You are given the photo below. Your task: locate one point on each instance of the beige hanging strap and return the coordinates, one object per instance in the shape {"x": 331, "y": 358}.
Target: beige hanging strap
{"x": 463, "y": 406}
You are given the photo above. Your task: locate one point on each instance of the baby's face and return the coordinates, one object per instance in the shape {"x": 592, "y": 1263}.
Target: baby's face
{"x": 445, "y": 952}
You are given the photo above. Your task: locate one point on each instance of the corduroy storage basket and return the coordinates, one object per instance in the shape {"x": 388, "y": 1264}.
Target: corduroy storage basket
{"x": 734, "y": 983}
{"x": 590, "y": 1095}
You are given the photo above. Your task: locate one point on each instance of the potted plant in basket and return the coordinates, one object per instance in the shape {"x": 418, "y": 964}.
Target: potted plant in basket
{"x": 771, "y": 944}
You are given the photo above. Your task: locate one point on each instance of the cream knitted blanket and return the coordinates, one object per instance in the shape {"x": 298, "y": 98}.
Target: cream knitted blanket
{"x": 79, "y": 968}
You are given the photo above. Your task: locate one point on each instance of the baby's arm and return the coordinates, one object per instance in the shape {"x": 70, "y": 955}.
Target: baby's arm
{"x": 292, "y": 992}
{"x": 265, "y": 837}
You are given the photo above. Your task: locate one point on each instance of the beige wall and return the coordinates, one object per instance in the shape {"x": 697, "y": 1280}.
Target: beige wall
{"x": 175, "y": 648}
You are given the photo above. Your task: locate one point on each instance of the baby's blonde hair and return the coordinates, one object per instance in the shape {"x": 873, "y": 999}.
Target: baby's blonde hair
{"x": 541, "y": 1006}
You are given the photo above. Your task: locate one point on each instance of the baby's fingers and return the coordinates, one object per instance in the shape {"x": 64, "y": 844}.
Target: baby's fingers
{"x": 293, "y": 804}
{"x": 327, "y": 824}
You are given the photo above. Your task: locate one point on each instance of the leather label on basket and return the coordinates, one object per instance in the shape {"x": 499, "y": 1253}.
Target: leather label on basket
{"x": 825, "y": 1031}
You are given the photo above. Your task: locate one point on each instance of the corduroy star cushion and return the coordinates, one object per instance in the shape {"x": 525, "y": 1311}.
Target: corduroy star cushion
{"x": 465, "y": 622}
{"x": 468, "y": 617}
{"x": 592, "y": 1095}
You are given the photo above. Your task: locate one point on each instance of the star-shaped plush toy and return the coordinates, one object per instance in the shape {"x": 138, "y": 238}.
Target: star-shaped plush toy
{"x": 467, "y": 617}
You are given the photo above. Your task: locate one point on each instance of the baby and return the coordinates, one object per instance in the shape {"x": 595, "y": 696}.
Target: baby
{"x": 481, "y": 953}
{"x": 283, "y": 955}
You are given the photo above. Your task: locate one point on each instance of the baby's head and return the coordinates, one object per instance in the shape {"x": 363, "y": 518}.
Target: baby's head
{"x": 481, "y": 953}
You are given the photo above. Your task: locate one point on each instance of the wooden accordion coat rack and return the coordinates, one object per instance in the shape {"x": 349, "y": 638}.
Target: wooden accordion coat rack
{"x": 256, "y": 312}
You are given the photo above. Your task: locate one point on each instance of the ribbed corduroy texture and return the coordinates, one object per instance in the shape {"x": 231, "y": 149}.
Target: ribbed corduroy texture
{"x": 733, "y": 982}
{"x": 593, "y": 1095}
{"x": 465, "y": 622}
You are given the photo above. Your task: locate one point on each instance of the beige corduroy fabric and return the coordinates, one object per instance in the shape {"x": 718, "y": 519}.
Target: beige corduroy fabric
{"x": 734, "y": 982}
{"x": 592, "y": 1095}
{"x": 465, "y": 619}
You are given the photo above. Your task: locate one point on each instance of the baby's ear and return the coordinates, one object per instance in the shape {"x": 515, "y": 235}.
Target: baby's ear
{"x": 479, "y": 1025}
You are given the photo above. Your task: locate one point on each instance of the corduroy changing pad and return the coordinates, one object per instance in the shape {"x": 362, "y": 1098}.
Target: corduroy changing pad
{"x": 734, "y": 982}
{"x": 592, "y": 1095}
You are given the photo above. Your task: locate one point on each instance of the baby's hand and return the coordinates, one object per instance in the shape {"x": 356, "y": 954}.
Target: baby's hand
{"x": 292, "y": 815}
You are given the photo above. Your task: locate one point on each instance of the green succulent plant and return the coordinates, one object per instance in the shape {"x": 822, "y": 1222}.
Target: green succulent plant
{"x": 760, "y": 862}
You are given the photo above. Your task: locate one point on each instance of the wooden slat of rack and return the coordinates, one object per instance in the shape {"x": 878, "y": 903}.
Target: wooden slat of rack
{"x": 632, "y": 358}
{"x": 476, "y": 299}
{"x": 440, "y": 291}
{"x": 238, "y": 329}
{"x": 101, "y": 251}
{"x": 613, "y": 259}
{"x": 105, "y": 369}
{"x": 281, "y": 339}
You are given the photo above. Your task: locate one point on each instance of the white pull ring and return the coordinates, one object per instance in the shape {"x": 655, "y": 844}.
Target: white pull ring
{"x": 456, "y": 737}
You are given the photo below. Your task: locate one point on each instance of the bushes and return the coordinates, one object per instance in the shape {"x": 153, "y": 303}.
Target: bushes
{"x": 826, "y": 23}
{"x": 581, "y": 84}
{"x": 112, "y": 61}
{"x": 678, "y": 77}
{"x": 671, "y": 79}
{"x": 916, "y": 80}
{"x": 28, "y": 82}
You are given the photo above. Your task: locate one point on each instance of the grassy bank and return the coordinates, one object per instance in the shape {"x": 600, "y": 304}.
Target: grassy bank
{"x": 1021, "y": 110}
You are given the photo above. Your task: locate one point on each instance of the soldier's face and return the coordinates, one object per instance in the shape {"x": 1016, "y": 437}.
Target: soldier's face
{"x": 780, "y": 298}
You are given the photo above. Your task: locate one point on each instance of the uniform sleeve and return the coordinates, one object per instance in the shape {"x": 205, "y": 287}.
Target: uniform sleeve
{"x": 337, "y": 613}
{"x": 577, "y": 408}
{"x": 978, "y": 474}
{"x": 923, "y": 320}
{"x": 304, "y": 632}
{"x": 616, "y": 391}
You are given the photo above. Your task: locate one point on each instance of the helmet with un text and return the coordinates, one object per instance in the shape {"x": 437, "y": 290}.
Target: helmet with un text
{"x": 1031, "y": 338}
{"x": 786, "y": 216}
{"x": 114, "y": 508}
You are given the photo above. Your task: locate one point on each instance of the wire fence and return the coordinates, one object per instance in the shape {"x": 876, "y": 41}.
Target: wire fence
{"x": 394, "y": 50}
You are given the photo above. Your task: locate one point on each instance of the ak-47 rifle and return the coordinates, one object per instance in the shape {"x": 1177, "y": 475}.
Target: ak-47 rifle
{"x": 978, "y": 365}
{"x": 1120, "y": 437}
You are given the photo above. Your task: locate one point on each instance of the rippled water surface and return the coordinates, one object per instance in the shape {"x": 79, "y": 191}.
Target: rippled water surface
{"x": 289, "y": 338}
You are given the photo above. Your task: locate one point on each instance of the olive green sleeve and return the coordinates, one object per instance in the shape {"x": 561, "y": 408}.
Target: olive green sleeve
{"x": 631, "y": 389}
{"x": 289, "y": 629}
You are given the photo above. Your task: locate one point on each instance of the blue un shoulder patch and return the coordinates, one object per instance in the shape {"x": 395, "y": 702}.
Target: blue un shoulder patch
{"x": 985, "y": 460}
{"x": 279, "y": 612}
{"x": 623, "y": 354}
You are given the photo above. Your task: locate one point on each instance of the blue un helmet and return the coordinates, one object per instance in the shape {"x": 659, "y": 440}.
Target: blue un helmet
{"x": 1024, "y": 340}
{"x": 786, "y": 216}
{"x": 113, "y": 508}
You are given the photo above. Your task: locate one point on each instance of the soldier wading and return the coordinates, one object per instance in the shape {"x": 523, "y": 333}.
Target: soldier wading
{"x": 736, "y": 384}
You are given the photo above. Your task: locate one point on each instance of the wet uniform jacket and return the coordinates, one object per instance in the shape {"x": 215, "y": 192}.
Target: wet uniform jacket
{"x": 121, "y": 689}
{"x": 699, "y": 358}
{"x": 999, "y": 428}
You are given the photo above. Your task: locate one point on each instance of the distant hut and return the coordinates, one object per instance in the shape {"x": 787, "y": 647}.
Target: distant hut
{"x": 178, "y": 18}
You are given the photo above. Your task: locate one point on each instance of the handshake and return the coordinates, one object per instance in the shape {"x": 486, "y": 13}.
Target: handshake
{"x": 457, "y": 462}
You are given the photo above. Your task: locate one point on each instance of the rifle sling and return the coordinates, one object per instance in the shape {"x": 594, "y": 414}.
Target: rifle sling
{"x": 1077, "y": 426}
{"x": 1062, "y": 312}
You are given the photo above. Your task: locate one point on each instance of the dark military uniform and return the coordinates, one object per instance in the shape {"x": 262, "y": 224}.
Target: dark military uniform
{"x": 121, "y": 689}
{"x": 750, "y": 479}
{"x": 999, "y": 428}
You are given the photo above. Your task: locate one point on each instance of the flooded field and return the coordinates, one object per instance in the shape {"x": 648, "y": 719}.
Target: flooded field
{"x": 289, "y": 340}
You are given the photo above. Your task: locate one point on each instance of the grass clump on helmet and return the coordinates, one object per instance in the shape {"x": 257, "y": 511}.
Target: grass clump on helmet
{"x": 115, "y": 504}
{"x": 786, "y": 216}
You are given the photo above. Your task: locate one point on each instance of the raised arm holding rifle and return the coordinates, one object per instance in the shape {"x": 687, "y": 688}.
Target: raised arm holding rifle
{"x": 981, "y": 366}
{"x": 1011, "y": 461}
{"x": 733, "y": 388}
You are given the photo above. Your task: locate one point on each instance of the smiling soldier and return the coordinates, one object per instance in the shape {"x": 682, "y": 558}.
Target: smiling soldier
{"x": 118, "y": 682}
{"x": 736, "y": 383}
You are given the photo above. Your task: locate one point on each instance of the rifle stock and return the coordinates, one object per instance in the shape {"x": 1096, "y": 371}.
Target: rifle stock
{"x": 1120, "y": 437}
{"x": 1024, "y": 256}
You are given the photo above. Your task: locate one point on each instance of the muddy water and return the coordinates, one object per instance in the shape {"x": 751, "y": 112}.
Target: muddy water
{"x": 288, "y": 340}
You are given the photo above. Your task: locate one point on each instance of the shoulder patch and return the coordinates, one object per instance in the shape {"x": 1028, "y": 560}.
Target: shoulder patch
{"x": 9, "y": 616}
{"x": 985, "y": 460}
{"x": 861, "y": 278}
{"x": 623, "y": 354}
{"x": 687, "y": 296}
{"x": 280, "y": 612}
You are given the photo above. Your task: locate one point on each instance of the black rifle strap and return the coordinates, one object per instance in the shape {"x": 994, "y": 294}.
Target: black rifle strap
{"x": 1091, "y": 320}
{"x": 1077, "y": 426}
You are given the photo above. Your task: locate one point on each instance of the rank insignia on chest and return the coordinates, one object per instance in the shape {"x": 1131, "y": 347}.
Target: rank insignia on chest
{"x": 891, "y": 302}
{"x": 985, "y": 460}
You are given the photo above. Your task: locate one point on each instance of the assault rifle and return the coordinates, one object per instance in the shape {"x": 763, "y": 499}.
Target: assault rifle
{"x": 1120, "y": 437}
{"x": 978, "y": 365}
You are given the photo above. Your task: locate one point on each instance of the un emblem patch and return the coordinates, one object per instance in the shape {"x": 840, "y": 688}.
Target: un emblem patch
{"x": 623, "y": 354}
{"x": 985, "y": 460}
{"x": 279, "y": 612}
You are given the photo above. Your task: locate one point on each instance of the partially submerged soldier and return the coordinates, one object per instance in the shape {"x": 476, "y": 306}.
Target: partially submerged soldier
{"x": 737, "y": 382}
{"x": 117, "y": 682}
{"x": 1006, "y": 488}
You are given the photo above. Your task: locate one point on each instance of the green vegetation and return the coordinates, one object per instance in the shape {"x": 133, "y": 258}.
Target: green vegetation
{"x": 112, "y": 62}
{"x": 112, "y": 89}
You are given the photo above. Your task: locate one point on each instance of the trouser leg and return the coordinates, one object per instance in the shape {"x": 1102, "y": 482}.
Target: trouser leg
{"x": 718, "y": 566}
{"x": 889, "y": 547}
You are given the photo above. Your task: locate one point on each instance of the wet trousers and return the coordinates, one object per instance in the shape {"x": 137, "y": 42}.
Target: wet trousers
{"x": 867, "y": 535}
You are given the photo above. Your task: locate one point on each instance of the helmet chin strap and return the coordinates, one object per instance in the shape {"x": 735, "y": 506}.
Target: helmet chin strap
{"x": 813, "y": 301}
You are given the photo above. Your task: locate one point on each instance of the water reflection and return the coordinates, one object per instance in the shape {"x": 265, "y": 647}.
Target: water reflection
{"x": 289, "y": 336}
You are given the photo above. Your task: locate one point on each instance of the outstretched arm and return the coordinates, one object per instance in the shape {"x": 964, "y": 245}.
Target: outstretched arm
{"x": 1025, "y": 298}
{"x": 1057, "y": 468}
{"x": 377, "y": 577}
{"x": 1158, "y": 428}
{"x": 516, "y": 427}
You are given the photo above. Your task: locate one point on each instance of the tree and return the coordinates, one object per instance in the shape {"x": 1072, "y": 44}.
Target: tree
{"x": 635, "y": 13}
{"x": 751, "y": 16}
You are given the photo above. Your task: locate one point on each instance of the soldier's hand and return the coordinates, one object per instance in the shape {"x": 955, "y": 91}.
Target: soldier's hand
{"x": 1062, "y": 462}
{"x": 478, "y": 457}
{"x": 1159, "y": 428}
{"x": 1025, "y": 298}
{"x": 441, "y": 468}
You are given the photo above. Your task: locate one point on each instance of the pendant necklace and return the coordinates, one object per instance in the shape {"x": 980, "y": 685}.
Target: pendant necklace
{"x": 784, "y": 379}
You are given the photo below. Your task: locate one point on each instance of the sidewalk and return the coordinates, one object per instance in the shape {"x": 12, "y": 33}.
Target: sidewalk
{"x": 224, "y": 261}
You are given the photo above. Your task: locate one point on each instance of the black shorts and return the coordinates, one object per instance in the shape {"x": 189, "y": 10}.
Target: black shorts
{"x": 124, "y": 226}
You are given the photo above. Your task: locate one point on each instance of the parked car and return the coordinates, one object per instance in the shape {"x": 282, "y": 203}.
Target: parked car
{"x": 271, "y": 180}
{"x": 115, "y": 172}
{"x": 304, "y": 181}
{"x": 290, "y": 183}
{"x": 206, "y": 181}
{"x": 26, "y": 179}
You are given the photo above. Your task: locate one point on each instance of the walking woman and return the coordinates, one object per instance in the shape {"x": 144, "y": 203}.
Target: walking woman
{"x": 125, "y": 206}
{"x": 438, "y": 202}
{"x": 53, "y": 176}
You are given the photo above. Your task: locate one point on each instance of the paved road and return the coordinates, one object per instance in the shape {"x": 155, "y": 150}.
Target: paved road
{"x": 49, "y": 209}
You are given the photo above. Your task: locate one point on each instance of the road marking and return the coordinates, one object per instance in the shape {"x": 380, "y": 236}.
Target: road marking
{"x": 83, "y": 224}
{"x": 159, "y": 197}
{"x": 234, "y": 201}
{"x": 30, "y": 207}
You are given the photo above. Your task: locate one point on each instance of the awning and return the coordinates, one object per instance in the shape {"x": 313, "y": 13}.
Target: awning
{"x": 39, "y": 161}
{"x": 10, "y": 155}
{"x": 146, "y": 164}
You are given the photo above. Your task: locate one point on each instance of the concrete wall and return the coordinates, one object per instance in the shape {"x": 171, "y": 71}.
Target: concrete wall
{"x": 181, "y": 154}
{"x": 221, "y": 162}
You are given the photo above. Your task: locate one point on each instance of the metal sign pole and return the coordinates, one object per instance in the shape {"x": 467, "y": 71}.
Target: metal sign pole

> [EXERCISE REQUIREMENTS]: The required output is the span of lines from the one containing "of the parked" to the last line, reproduced character for character.

> [RESPONSE TO THE EXERCISE]:
You are given the photo above. Your task: locate one point on each instance of the parked car and return the coordinates, one object per instance in the shape {"x": 282, "y": 203}.
Target: parked car
{"x": 271, "y": 180}
{"x": 115, "y": 172}
{"x": 304, "y": 181}
{"x": 290, "y": 183}
{"x": 206, "y": 181}
{"x": 26, "y": 179}
You are given the photo above. Your task: locate one point on each instance of the walking woman and return the coordinates, one object per instance in the shape {"x": 144, "y": 203}.
Target: walking woman
{"x": 125, "y": 206}
{"x": 438, "y": 202}
{"x": 53, "y": 176}
You are given the photo above. Your task: locate one point on each instance of the paved road and return the coordinates, one object per instance in the shape {"x": 155, "y": 150}.
Target: paved road
{"x": 49, "y": 209}
You are given the photo above. Your task: locate one point on each instance of the road marking and return the coordinates, one object per instance in the shape {"x": 380, "y": 236}.
Target: road marking
{"x": 83, "y": 224}
{"x": 159, "y": 197}
{"x": 234, "y": 201}
{"x": 30, "y": 207}
You are given the photo above. Your task: locate one point on each instance of the awning and return the coordinates, one object per instance in the shape {"x": 313, "y": 13}.
Target: awning
{"x": 39, "y": 161}
{"x": 10, "y": 155}
{"x": 146, "y": 164}
You are given the photo above. Your task: locate one point on each instance of the concrete wall and return the coordinates, one object per instance in the shape {"x": 171, "y": 71}.
Target: concrete wall
{"x": 181, "y": 154}
{"x": 221, "y": 162}
You are given the photo above. Your task: locate one point on each instance of the metal sign pole and return the coordinates, one object per instance in the shape {"x": 467, "y": 71}.
Target: metal sign pole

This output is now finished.